| ACTIVITY |
Find and return every line of the data that contains the word "salt".

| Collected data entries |
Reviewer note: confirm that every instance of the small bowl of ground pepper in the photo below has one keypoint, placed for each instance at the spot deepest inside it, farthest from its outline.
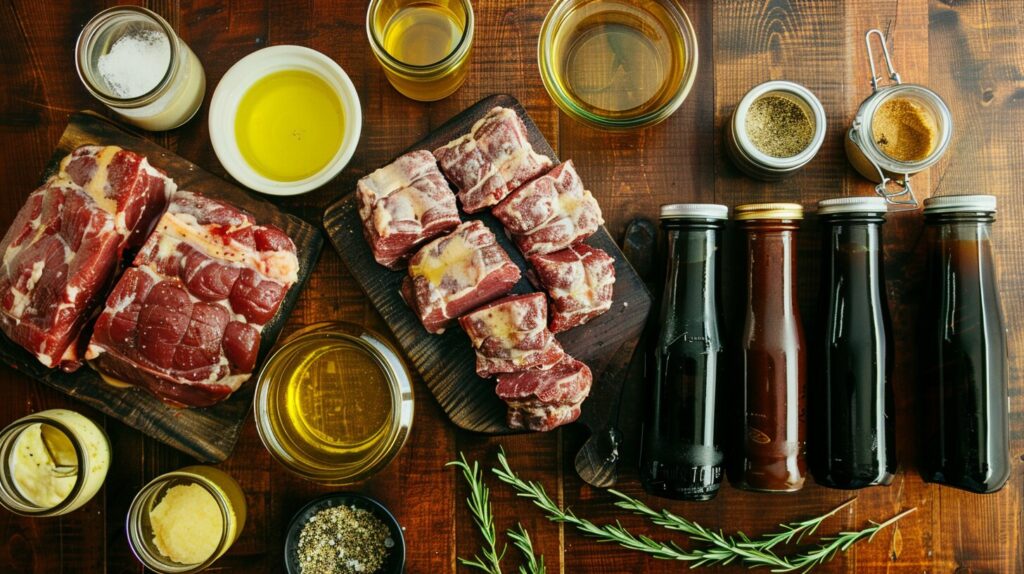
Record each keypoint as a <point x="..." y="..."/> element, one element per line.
<point x="344" y="533"/>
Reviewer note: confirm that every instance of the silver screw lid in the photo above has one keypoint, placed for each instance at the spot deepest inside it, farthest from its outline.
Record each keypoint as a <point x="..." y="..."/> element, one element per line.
<point x="695" y="211"/>
<point x="867" y="204"/>
<point x="953" y="204"/>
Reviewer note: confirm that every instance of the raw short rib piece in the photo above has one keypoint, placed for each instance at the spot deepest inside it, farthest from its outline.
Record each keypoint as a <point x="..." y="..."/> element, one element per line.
<point x="184" y="320"/>
<point x="403" y="205"/>
<point x="580" y="281"/>
<point x="456" y="273"/>
<point x="550" y="213"/>
<point x="65" y="247"/>
<point x="492" y="161"/>
<point x="511" y="335"/>
<point x="542" y="400"/>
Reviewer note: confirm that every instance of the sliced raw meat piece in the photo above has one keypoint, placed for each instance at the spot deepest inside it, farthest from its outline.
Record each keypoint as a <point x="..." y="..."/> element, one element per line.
<point x="403" y="205"/>
<point x="580" y="281"/>
<point x="550" y="213"/>
<point x="184" y="320"/>
<point x="541" y="400"/>
<point x="65" y="247"/>
<point x="492" y="161"/>
<point x="456" y="273"/>
<point x="511" y="335"/>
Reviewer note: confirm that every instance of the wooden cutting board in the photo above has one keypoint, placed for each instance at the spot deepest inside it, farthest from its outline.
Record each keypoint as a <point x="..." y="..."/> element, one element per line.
<point x="446" y="361"/>
<point x="208" y="434"/>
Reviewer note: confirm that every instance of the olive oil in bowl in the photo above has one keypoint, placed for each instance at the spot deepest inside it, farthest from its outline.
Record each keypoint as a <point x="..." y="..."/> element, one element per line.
<point x="334" y="403"/>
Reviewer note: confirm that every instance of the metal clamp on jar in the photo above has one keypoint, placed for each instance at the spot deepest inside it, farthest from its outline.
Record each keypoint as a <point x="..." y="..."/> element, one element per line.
<point x="899" y="130"/>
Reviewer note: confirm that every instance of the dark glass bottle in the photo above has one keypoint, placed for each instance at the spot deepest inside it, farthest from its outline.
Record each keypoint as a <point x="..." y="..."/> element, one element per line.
<point x="964" y="368"/>
<point x="770" y="454"/>
<point x="853" y="444"/>
<point x="681" y="451"/>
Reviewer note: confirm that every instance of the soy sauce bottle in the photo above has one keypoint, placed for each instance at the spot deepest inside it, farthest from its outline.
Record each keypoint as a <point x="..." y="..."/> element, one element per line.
<point x="853" y="443"/>
<point x="681" y="451"/>
<point x="964" y="371"/>
<point x="770" y="452"/>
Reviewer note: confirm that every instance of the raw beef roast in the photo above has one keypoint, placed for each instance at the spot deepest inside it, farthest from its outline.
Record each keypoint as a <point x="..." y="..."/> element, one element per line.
<point x="511" y="335"/>
<point x="543" y="399"/>
<point x="580" y="281"/>
<point x="550" y="213"/>
<point x="65" y="246"/>
<point x="403" y="205"/>
<point x="456" y="273"/>
<point x="492" y="161"/>
<point x="184" y="320"/>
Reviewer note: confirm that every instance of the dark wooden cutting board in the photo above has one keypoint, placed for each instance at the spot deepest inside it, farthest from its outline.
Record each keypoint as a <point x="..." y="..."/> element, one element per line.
<point x="446" y="361"/>
<point x="208" y="434"/>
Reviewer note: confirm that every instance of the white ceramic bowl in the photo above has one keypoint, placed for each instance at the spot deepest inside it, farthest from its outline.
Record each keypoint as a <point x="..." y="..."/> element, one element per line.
<point x="237" y="82"/>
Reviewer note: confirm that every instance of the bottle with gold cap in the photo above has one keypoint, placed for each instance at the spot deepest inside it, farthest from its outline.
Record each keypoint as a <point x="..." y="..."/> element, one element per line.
<point x="770" y="450"/>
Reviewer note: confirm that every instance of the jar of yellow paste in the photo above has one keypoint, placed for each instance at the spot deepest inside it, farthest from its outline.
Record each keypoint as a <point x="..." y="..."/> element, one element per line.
<point x="183" y="521"/>
<point x="51" y="462"/>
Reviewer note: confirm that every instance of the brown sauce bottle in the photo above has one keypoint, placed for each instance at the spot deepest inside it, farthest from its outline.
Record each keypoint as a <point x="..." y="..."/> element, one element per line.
<point x="770" y="448"/>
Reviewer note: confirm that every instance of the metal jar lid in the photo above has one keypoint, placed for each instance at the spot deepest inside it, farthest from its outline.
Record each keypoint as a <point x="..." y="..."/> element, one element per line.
<point x="694" y="211"/>
<point x="954" y="204"/>
<point x="872" y="204"/>
<point x="768" y="211"/>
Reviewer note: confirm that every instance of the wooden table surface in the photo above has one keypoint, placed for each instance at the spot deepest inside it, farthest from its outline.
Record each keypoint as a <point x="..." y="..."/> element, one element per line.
<point x="971" y="51"/>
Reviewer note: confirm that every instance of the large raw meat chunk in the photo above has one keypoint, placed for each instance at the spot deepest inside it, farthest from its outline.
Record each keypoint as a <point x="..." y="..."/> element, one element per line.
<point x="580" y="281"/>
<point x="456" y="273"/>
<point x="65" y="247"/>
<point x="550" y="213"/>
<point x="184" y="321"/>
<point x="403" y="205"/>
<point x="493" y="160"/>
<point x="544" y="399"/>
<point x="511" y="335"/>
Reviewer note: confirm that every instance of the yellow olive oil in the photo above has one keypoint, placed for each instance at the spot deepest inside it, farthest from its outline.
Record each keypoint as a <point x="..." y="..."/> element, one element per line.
<point x="289" y="125"/>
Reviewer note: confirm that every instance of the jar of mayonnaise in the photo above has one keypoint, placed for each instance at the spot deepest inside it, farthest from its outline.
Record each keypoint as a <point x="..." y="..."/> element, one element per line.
<point x="130" y="58"/>
<point x="51" y="462"/>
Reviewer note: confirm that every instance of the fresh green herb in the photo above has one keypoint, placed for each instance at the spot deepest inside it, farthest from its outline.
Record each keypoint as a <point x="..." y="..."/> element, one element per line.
<point x="479" y="504"/>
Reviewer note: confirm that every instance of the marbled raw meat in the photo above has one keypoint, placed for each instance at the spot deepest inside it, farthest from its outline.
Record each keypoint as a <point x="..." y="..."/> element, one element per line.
<point x="184" y="321"/>
<point x="493" y="160"/>
<point x="456" y="273"/>
<point x="580" y="281"/>
<point x="65" y="247"/>
<point x="511" y="335"/>
<point x="403" y="205"/>
<point x="550" y="213"/>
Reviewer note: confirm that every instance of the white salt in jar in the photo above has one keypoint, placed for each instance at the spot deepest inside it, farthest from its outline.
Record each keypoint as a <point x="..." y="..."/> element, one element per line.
<point x="131" y="59"/>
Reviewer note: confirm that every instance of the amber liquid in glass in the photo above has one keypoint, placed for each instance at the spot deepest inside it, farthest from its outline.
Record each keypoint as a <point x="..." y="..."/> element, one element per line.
<point x="964" y="368"/>
<point x="771" y="446"/>
<point x="681" y="451"/>
<point x="852" y="403"/>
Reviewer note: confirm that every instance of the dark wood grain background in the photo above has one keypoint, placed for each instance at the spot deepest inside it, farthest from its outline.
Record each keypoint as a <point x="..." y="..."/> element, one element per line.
<point x="971" y="51"/>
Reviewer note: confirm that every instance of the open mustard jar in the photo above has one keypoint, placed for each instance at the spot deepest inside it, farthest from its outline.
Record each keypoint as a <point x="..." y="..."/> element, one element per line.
<point x="899" y="130"/>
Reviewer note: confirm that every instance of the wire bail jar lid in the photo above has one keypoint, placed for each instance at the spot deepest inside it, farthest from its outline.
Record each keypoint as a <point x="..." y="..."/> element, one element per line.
<point x="694" y="211"/>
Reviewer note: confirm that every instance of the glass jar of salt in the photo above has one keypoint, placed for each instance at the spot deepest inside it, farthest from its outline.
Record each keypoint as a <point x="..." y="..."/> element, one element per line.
<point x="131" y="59"/>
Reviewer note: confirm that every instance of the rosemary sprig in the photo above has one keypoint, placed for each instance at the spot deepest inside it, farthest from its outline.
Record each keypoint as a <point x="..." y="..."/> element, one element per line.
<point x="520" y="539"/>
<point x="479" y="504"/>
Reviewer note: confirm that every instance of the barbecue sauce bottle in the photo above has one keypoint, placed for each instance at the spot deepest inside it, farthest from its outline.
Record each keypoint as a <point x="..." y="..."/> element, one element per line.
<point x="852" y="406"/>
<point x="681" y="451"/>
<point x="964" y="369"/>
<point x="773" y="362"/>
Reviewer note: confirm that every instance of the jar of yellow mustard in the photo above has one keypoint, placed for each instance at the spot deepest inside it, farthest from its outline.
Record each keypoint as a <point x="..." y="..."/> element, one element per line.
<point x="183" y="521"/>
<point x="51" y="462"/>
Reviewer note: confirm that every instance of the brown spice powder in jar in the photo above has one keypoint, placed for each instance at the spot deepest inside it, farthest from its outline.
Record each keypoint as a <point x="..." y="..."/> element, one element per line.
<point x="778" y="126"/>
<point x="903" y="130"/>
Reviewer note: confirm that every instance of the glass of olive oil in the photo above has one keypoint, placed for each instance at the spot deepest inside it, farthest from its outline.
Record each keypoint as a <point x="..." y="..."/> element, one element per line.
<point x="334" y="403"/>
<point x="423" y="45"/>
<point x="617" y="63"/>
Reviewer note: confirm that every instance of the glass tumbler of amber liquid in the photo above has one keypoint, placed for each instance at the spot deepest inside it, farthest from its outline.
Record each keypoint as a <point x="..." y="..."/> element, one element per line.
<point x="771" y="447"/>
<point x="423" y="45"/>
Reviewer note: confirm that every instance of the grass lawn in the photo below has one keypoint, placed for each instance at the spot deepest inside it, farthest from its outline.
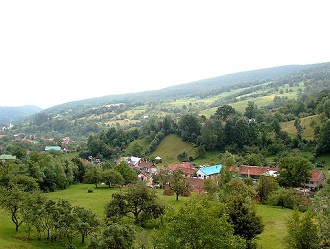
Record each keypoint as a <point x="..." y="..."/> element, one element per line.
<point x="274" y="219"/>
<point x="272" y="238"/>
<point x="170" y="147"/>
<point x="308" y="132"/>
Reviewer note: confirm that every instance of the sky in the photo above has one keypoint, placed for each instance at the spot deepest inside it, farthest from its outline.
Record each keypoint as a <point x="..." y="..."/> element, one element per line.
<point x="53" y="52"/>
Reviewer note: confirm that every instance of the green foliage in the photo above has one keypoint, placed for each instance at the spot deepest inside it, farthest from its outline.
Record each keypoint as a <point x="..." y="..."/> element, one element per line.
<point x="113" y="236"/>
<point x="137" y="200"/>
<point x="302" y="232"/>
<point x="200" y="224"/>
<point x="189" y="128"/>
<point x="178" y="183"/>
<point x="243" y="216"/>
<point x="321" y="206"/>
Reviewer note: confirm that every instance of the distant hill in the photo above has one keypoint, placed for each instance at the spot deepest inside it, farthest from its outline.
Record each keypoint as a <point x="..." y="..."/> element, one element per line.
<point x="9" y="114"/>
<point x="201" y="88"/>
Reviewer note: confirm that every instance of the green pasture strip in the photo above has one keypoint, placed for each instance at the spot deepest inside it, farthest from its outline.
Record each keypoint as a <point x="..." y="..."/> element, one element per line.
<point x="274" y="232"/>
<point x="170" y="147"/>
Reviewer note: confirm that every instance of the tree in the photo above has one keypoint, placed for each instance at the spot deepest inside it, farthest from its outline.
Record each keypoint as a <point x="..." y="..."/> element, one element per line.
<point x="302" y="231"/>
<point x="87" y="222"/>
<point x="321" y="206"/>
<point x="294" y="171"/>
<point x="199" y="224"/>
<point x="114" y="236"/>
<point x="323" y="143"/>
<point x="178" y="183"/>
<point x="93" y="175"/>
<point x="243" y="216"/>
<point x="138" y="200"/>
<point x="250" y="110"/>
<point x="17" y="196"/>
<point x="225" y="111"/>
<point x="189" y="128"/>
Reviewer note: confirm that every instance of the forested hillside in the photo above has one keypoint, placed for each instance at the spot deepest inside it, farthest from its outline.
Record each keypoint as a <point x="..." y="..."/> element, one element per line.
<point x="259" y="118"/>
<point x="15" y="114"/>
<point x="214" y="118"/>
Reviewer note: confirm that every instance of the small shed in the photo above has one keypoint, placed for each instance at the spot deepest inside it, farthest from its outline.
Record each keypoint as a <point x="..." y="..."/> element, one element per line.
<point x="210" y="171"/>
<point x="48" y="148"/>
<point x="158" y="159"/>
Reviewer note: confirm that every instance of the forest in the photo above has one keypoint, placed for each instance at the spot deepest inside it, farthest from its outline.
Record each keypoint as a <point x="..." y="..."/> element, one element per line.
<point x="235" y="126"/>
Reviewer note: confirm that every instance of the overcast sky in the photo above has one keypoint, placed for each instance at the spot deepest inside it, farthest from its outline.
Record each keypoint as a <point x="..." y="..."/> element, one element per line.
<point x="52" y="52"/>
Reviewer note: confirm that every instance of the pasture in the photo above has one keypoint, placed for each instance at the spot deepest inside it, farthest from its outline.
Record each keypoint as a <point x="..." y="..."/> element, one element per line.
<point x="273" y="217"/>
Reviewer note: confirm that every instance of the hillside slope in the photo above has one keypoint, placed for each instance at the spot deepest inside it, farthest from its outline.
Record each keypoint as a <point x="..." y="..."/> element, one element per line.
<point x="14" y="114"/>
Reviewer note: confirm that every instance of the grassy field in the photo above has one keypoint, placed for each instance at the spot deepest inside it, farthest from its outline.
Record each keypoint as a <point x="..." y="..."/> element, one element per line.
<point x="308" y="132"/>
<point x="170" y="147"/>
<point x="273" y="217"/>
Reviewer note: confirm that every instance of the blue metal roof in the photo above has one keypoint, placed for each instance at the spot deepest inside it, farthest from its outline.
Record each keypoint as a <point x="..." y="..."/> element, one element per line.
<point x="211" y="170"/>
<point x="52" y="148"/>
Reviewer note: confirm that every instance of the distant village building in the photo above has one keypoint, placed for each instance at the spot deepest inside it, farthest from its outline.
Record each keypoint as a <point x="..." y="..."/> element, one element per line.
<point x="57" y="148"/>
<point x="209" y="171"/>
<point x="187" y="168"/>
<point x="5" y="157"/>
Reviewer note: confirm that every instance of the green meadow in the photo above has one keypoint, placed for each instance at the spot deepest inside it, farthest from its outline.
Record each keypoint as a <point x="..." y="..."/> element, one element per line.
<point x="272" y="238"/>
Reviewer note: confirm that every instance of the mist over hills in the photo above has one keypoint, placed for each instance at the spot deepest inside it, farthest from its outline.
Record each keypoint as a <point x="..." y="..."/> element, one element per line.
<point x="201" y="89"/>
<point x="10" y="114"/>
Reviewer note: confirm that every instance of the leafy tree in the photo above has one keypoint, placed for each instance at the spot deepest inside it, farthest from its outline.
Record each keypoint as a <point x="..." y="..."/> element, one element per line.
<point x="114" y="236"/>
<point x="93" y="175"/>
<point x="81" y="170"/>
<point x="189" y="128"/>
<point x="302" y="231"/>
<point x="138" y="200"/>
<point x="87" y="222"/>
<point x="178" y="183"/>
<point x="17" y="196"/>
<point x="243" y="216"/>
<point x="294" y="171"/>
<point x="199" y="224"/>
<point x="323" y="143"/>
<point x="136" y="149"/>
<point x="209" y="186"/>
<point x="250" y="110"/>
<point x="321" y="206"/>
<point x="227" y="159"/>
<point x="225" y="111"/>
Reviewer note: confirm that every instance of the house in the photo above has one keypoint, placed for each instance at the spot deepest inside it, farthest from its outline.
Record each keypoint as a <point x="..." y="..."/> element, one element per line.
<point x="187" y="168"/>
<point x="147" y="167"/>
<point x="48" y="148"/>
<point x="132" y="161"/>
<point x="196" y="185"/>
<point x="254" y="172"/>
<point x="209" y="171"/>
<point x="5" y="157"/>
<point x="316" y="179"/>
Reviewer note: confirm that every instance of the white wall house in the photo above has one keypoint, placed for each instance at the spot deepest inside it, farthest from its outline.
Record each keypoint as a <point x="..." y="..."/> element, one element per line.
<point x="209" y="171"/>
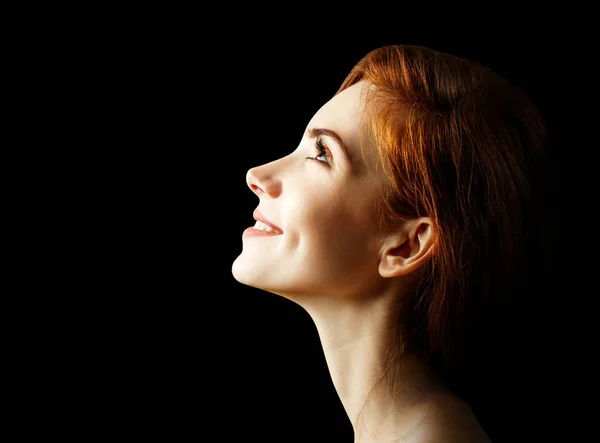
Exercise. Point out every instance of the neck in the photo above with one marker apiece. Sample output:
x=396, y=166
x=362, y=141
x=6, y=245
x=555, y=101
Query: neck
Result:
x=357, y=343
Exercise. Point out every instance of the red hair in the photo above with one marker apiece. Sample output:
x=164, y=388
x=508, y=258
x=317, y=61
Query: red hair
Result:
x=465, y=147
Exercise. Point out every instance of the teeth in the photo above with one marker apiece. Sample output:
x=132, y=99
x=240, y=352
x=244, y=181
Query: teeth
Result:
x=261, y=226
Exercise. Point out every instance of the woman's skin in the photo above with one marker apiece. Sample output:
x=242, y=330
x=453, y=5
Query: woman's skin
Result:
x=332, y=258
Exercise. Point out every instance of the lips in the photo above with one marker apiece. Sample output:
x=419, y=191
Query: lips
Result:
x=258, y=216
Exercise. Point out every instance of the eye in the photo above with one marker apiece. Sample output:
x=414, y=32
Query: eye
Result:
x=321, y=151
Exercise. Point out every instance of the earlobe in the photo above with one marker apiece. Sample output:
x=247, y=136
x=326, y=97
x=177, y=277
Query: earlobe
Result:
x=408, y=249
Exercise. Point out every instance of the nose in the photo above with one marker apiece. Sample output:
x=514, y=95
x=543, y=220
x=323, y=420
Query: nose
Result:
x=263, y=181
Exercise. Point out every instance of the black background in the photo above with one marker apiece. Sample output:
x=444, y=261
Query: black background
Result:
x=167, y=343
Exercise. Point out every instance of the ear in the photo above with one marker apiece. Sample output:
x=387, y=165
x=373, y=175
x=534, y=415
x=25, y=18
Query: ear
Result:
x=408, y=248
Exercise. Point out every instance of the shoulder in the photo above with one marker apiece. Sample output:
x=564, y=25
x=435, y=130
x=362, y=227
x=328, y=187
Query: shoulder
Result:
x=449, y=420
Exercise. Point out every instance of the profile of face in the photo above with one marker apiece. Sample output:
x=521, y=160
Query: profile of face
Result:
x=322, y=200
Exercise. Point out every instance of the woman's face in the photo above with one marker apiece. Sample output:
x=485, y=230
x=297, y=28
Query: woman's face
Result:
x=323, y=202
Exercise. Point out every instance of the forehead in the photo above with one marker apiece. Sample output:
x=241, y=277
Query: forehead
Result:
x=342, y=113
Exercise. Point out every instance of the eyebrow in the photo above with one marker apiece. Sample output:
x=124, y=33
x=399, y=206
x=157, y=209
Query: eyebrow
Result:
x=318, y=132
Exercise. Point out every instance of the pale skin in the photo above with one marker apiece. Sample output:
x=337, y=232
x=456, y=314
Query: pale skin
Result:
x=333, y=259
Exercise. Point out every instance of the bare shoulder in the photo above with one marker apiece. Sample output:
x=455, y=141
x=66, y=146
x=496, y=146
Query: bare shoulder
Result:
x=448, y=419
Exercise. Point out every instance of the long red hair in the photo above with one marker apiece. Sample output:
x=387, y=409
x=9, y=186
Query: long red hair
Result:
x=466, y=148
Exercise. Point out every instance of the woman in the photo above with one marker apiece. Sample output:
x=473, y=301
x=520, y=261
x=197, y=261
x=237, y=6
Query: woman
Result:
x=404, y=223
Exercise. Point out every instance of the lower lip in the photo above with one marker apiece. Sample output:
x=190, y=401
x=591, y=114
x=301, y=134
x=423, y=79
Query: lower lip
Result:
x=251, y=232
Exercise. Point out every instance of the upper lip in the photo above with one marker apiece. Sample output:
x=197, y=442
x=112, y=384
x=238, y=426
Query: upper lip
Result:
x=258, y=216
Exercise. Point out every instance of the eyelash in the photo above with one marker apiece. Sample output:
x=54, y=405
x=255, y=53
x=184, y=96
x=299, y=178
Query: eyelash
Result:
x=322, y=151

| RESULT |
Reviewer note: confirm that every instance of the white salt in jar in the photo above has one keypoint, placed for each instance at the spot deepest inside it, farthest from its outline.
Reviewer note: confirm that every instance of the glass jar of salt in the photo above has one keypoint, placed for each instance at the spot deepest inside it, farthest from its outline.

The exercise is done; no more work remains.